**Texte source:**
Le jour où ma femme m’a dit qu’elle était enceinte, je n’ai pas trop su comment le prendre. Ce n’est pas que j’étais désemparé ou apeuré, j’avais déjà un peu plus de trente ans, mais je ne savais pas vraiment comment je devais réagir. Après tout, je n’étais qu’un ancien gamin qui allait devoir abandonner son statut de fils pour revêtir un déguisement de papa que je n’avais même pas pu essayer. Allait-il être à ma taille ou allais-je avoir l’air d’un con dans un costume bien trop grand pour moi ?
J’observais ma poupée et me sentais comme un astronaute parti dans une navette spatiale made in USA et qui avait l’extrême privilège de pouvoir contempler le phénomène de rotondité de la Terre. Au fur et à mesure que son ventre s’arrondissait, je sentais qu’elle m’échappait. Et qu’elle finirait inévitablement un jour par ne plus m’appartenir. Il ne pouvait en être autrement. Non pas qu’elle m’appartenait, qu’elle était à moi, comme un quelconque objet. Mais elle était mienne, comme ma fiancée, ma nana. Et j’observais depuis ma fusée une transformation qui allait provoquer bien plus que des remous dans les océans insondables des certitudes mathématiques. Il allait falloir tout revoir, tout remettre en cause car son ventre qui ressemblait chaque jour d’avantage à la planète bleue me faisait soudainement comprendre, et au monde entier avec moi, que nous avions jusque là fait fausse route avec nos certitudes héritées de Thales ou Pythagore. Ma princesse au ventre d’or inventait son théorème : un plus un égal trois.

**À faire:**
• A. D'après le texte source, quel théorème la « princesse au ventre d'or » invente-t-elle ?
• B. Relevez dans le texte source le passage qui va de « Le jour où ma » jusqu'à « grand pour moi ? » inclus.

**Extrait de données:**

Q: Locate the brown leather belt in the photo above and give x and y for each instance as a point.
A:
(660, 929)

**Corrigés:**
• A. Le théorème « un plus un égal trois ».

• B.
Le jour où ma femme m’a dit qu’elle était enceinte, je n’ai pas trop su comment le prendre. Ce n’est pas que j’étais désemparé ou apeuré, j’avais déjà un peu plus de trente ans, mais je ne savais pas vraiment comment je devais réagir. Après tout, je n’étais qu’un ancien gamin qui allait devoir abandonner son statut de fils pour revêtir un déguisement de papa que je n’avais même pas pu essayer. Allait-il être à ma taille ou allais-je avoir l’air d’un con dans un costume bien trop grand pour moi ?